Exercise requirements: Convert everything from the line containing "grass, one per animal or object that matches." down to the end of the items into a JSON array of strings, one string per line, with both ends included and blank lines skipped. Leave the pictures out of the array.

Records for the task:
-*-*-
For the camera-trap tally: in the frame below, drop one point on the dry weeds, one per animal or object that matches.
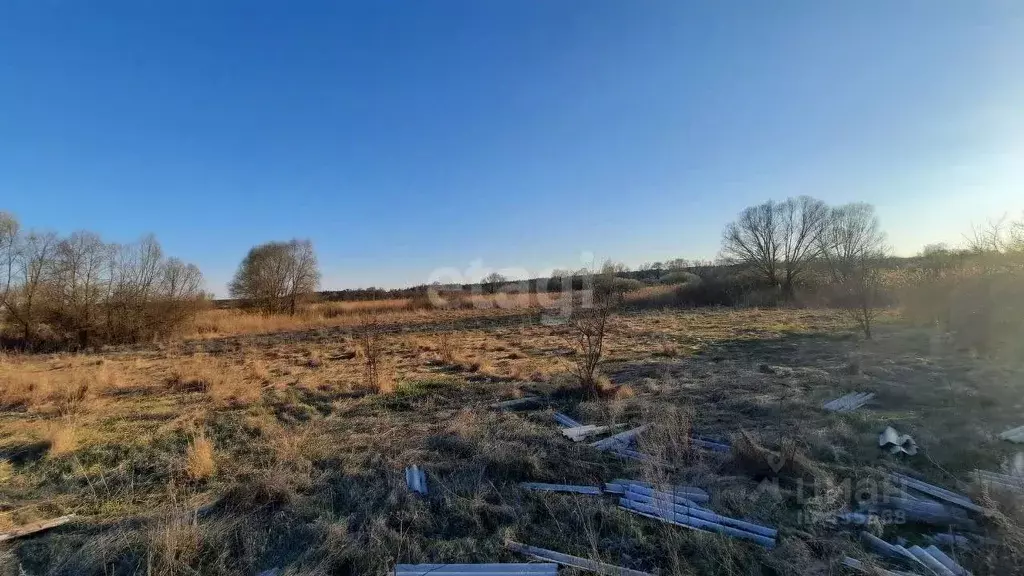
(307, 470)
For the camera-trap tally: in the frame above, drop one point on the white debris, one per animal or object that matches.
(712, 445)
(593, 490)
(849, 403)
(936, 492)
(571, 561)
(1016, 435)
(1005, 482)
(624, 439)
(566, 421)
(517, 403)
(578, 434)
(416, 479)
(474, 569)
(897, 443)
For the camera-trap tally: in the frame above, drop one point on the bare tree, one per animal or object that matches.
(493, 282)
(73, 289)
(78, 283)
(853, 246)
(777, 239)
(275, 276)
(32, 268)
(587, 326)
(996, 237)
(8, 237)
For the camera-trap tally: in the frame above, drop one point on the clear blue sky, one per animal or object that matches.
(404, 136)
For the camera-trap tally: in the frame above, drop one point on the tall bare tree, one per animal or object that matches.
(853, 246)
(8, 235)
(275, 276)
(33, 259)
(776, 239)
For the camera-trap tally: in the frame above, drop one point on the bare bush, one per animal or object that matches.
(371, 341)
(587, 326)
(853, 247)
(276, 277)
(445, 346)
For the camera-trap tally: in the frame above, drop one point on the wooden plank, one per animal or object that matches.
(566, 421)
(35, 528)
(571, 561)
(623, 439)
(517, 403)
(592, 490)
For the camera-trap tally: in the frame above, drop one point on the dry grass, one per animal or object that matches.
(61, 438)
(200, 463)
(307, 469)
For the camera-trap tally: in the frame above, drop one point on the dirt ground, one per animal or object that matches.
(237, 454)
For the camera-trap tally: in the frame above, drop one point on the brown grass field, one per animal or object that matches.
(254, 444)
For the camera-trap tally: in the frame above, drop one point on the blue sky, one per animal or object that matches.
(406, 136)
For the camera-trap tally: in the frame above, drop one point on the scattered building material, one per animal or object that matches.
(896, 443)
(934, 566)
(854, 519)
(865, 569)
(623, 439)
(936, 492)
(712, 445)
(474, 569)
(665, 513)
(619, 485)
(687, 499)
(947, 539)
(998, 481)
(566, 421)
(571, 561)
(517, 403)
(35, 528)
(625, 452)
(577, 434)
(849, 403)
(592, 490)
(417, 480)
(666, 501)
(1016, 435)
(949, 563)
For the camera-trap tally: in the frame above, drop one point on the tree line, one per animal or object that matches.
(81, 291)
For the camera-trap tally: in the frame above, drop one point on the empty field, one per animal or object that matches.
(235, 454)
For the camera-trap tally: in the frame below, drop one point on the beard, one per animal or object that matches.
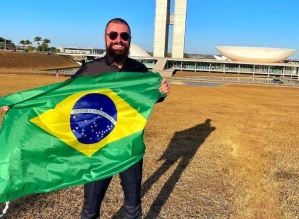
-*-*-
Answer to this problem:
[
  "For the camera-trap tally: in the frame above, drop one point on the dry grass, one per animal or object that matches.",
  "(61, 438)",
  "(200, 463)",
  "(307, 469)",
  "For the camera-trap tally: in the frame above, drop one point on the dirt ground, one per animal or object that matches.",
  "(237, 454)",
  "For the camera-trap tally: in the frame above, drop one point on the brown grass field, one per animal or object that matches.",
  "(254, 444)",
  "For the camera-trap tally: in the frame above, drop one point on the blue sky, one per animal or object that matches.",
  "(406, 136)",
  "For the camera-trap tally: in the frame above, drop one point on the scattered building material, one per animal or object that matches.",
  "(896, 443)",
  "(934, 566)",
  "(854, 519)",
  "(865, 569)",
  "(623, 439)",
  "(936, 492)",
  "(712, 445)",
  "(474, 569)",
  "(665, 513)",
  "(619, 485)",
  "(687, 499)",
  "(947, 539)",
  "(998, 481)",
  "(566, 421)",
  "(571, 561)",
  "(517, 403)",
  "(35, 528)",
  "(625, 452)",
  "(577, 434)",
  "(849, 403)",
  "(592, 490)",
  "(417, 480)",
  "(666, 501)",
  "(1016, 435)",
  "(949, 563)",
  "For the camera-trap tally: in the frame above, drop one point on the tree line, one per animal or object that matches.",
  "(81, 291)",
  "For the camera-trap tally: in the frame above, drop one point on the empty field, one per animal or object that matches.",
  "(235, 454)",
  "For the camera-trap tally: in the frame below, drop one point on the beard, one per animal or object that matches."
]